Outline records
┌──
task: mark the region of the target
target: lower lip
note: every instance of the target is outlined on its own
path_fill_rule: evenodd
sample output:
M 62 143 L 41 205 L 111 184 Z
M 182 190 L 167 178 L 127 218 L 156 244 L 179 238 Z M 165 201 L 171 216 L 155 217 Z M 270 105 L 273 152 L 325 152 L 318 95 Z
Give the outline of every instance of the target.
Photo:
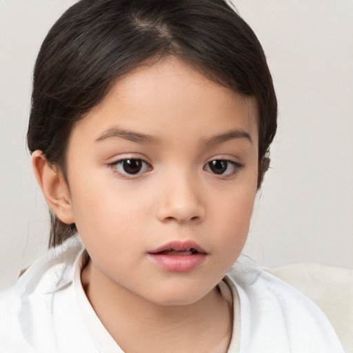
M 148 254 L 150 259 L 157 265 L 168 271 L 187 272 L 199 266 L 206 254 L 199 252 L 193 255 L 166 255 Z

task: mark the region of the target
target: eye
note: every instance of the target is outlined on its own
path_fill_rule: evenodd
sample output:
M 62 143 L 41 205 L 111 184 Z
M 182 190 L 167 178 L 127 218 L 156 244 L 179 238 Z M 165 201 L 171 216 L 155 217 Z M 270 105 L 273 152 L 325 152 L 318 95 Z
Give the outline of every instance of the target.
M 111 165 L 123 175 L 137 175 L 150 170 L 150 166 L 147 162 L 134 158 L 120 159 Z
M 243 165 L 233 161 L 225 159 L 214 159 L 204 167 L 205 170 L 219 175 L 232 175 L 239 170 Z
└──
Rescale the entries from the start of the records through the line containing "M 148 254 L", inclusive, by writing those lines out again with the requests included and multiplying every coordinate in the answers by 1.05, rounded to whole numbers with halves rounded up. Keep the sample coordinates in the requests unchanged, and leave the pictures out.

• Exercise result:
task: mark the region of the target
target: lower lip
note: every instance of the target is outlined on its own
path_fill_rule: evenodd
sample output:
M 62 143 L 41 205 L 111 184 Z
M 182 190 L 167 178 L 127 218 L 156 244 L 179 238 Z M 165 201 L 171 216 L 155 217 Z M 270 105 L 273 152 L 325 152 L 318 95 Z
Give the outline of every instance of the target.
Photo:
M 155 267 L 158 272 L 165 278 L 176 285 L 196 286 L 209 279 L 216 267 L 209 265 L 203 268 L 174 268 Z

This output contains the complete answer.